# which is the best popping cork?



## SSSharker (Aug 25, 2005)

H&H, Bayside, Cajun Thunder, or Midcoast? 

I had an H&H cork fail on me. I was fighting a 20"+ skipjack and the top sleeve broke off on me. All was left was the top swivel on my line. Could it just be a defective item? I really dont want this to happen again when i head out this weekend. i'm aiming for reds this weekend and i would hate for a cork to fail on me.

TIA


----------



## j wadd (Sep 21, 2009)

marsh-works makes a really good one too. there is not to many out there that will last more than a day of good redfish. the beads end up beating up the cork and get stuck in the foam. dont but the expensive ones if you fish with them all the time


----------



## Bocephus (May 30, 2008)

Midcoast hands down makes the best corks I've ever fished with. I like the Evolution they make, and I'm looking forward to trying out the new Nexus 4...


----------



## troutsupport (May 22, 2006)

Sid Walsh in Flour Bluff for his click cork. Google Sid Walsh Guide and Tackle Flour Bluff Texas or Corpus


----------



## Team MirrOlure (Jan 24, 2009)

Bocephus said:


> Midcoast hands down makes the best corks I've ever fished with. I like the Evolution they make, and I'm looking forward to trying out the new Nexus 4...


 X2


----------



## Doubleover (Jul 7, 2005)

Many people use the midcoast, I have used them and they are good but I personally use the following that I make myself. So far I haven't had any fail and I like them way better than the cajun thunders(the metal always bends on them).


----------



## Just Jiggin' (Aug 30, 2010)

Doubleover said:


> Many people use the midcoast, I have used them and they are good but I personally use the following that I make myself. So far I haven't had any fail and I like them way better than the cajun thunders(the metal always bends on them).


Agreed. Never had a cork break on me that I made myself. I also like the mansfield mauler's old school but they find the fish good and loud


----------



## Chunkn' Charlie (Dec 30, 2004)

Mid Coast cork makes an AWESOME gulp sound when you pop them and I have not been able to replicate it with any other corks. I think that sound is the ticket.


----------



## Texxan1 (Dec 31, 2004)

Midcoast are the Best!!!!!!!!!!!!!!!!'

I caught over 50 reds on one cork today, with no issues...


----------



## capt mullet (Nov 15, 2008)

Texxan1 said:


> Midcoast are the Best!!!!!!!!!!!!!!!!'
> 
> I caught over 50 reds on one cork today, with no issues...

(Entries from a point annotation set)
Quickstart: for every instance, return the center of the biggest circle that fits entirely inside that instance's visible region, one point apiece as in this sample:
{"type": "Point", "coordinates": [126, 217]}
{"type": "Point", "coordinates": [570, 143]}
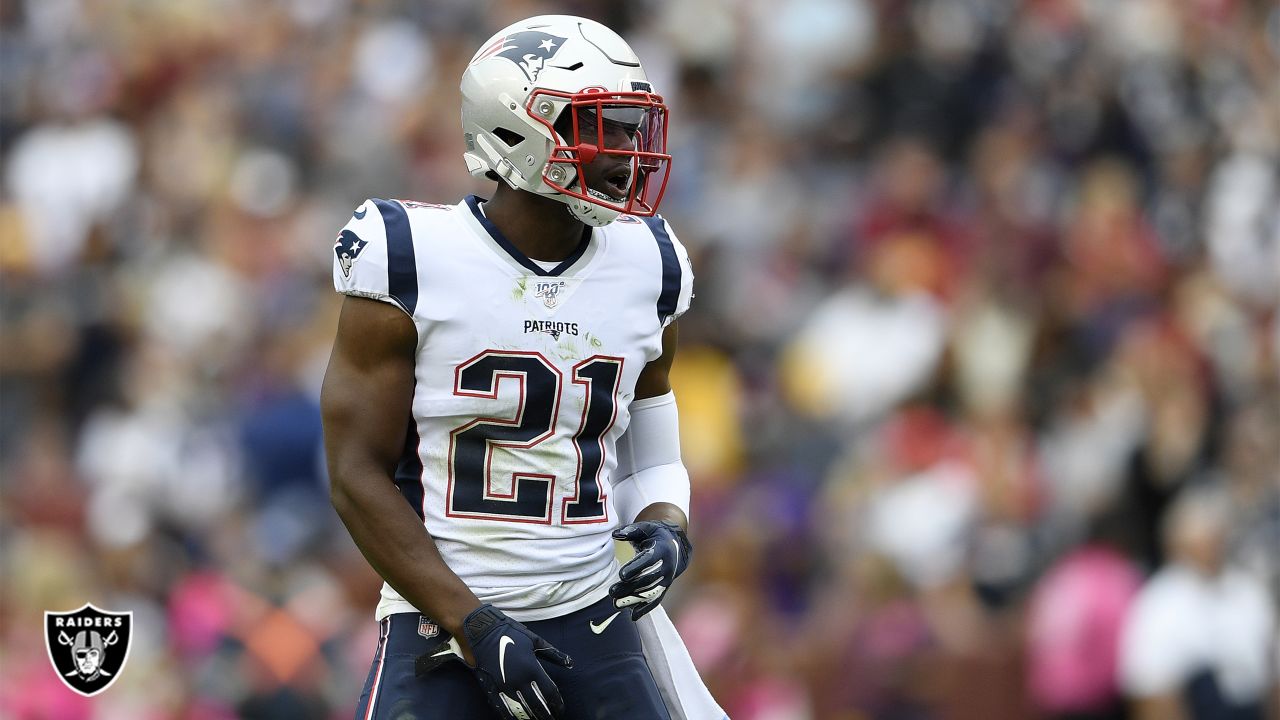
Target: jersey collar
{"type": "Point", "coordinates": [510, 249]}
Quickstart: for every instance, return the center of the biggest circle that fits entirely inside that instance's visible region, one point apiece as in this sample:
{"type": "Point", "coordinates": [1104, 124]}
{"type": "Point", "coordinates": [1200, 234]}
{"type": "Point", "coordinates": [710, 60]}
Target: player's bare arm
{"type": "Point", "coordinates": [365, 404]}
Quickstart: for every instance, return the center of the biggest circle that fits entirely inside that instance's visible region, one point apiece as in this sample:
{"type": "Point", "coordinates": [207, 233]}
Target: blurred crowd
{"type": "Point", "coordinates": [979, 391]}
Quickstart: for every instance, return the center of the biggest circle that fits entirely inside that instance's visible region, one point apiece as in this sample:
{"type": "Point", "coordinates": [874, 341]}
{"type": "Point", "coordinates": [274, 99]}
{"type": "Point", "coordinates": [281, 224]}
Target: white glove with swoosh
{"type": "Point", "coordinates": [510, 665]}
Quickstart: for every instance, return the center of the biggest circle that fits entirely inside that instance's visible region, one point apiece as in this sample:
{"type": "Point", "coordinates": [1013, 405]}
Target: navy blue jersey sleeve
{"type": "Point", "coordinates": [374, 255]}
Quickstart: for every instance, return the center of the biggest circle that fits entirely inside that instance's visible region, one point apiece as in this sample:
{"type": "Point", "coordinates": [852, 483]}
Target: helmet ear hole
{"type": "Point", "coordinates": [511, 137]}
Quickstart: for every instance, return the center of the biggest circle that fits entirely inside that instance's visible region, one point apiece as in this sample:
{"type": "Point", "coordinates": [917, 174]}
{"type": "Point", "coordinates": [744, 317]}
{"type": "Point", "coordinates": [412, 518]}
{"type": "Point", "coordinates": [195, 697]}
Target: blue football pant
{"type": "Point", "coordinates": [609, 678]}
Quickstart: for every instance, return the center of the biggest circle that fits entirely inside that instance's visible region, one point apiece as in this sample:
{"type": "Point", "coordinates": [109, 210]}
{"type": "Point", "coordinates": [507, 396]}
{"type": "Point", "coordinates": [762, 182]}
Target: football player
{"type": "Point", "coordinates": [497, 402]}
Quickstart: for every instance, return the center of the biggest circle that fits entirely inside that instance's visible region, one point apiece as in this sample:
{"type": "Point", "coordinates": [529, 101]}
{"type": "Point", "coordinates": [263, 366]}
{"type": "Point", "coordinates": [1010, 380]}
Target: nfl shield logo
{"type": "Point", "coordinates": [88, 647]}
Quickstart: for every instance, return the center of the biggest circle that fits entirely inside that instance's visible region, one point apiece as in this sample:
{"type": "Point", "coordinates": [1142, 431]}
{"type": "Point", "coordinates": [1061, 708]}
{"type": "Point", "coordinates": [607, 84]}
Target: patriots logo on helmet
{"type": "Point", "coordinates": [529, 49]}
{"type": "Point", "coordinates": [347, 247]}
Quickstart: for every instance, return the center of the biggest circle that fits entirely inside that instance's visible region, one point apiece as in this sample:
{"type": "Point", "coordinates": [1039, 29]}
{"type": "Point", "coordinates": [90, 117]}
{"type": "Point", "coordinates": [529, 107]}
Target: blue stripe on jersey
{"type": "Point", "coordinates": [670, 295]}
{"type": "Point", "coordinates": [401, 267]}
{"type": "Point", "coordinates": [408, 472]}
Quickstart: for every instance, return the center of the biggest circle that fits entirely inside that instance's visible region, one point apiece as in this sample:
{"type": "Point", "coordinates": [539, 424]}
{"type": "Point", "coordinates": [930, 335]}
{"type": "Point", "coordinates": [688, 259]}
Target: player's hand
{"type": "Point", "coordinates": [662, 554]}
{"type": "Point", "coordinates": [510, 665]}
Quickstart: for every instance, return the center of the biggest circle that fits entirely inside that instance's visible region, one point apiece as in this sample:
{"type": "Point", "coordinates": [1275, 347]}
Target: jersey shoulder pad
{"type": "Point", "coordinates": [373, 255]}
{"type": "Point", "coordinates": [677, 273]}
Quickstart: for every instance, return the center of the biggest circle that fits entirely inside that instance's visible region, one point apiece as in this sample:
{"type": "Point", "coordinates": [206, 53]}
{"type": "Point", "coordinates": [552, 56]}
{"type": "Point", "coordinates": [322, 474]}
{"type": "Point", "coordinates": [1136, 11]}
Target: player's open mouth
{"type": "Point", "coordinates": [617, 183]}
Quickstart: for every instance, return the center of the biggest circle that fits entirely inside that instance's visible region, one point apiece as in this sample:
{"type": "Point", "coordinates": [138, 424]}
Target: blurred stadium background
{"type": "Point", "coordinates": [984, 290]}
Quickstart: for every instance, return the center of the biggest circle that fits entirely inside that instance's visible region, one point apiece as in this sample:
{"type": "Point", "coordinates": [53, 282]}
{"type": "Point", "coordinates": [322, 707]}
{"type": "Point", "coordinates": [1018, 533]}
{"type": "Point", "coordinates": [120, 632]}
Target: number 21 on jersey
{"type": "Point", "coordinates": [542, 387]}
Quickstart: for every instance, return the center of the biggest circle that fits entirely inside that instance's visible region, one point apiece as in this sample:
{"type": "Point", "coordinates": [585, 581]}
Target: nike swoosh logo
{"type": "Point", "coordinates": [502, 655]}
{"type": "Point", "coordinates": [600, 628]}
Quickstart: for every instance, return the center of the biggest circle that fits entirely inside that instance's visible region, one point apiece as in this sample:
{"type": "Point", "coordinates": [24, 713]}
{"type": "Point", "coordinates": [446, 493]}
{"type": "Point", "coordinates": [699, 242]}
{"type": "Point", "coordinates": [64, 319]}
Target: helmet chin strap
{"type": "Point", "coordinates": [590, 213]}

:: Parts of the exercise ::
[1] In the popping cork thread, what was left on SSSharker's line after the H&H cork's top sleeve broke off?
[2] Write the next part of the popping cork thread, picking up right after its last line.

:: The replies ::
[1] Only the top swivel was left.

[2]
As texxan1 will agree. I use these corks for weeks and months before they get lost or deteriorate. Thomas gives them to me because he cant stand looking at at my pics on 2cool with the midcoast corks so beat up you cant tell what kind they are. LOL!!!! Trust me I have used a lot of corks and these babies work as well as any that I have used!!


----------



## sand mackerel (Apr 10, 2008)

Try Guides Choice corks you can get them at ftu. They make em at South Padre have good luck with them. wife 29 8.05 daughter 28 7.11 son 30 8.45 all summer time fish


----------



## Capt.Coach (Mar 12, 2010)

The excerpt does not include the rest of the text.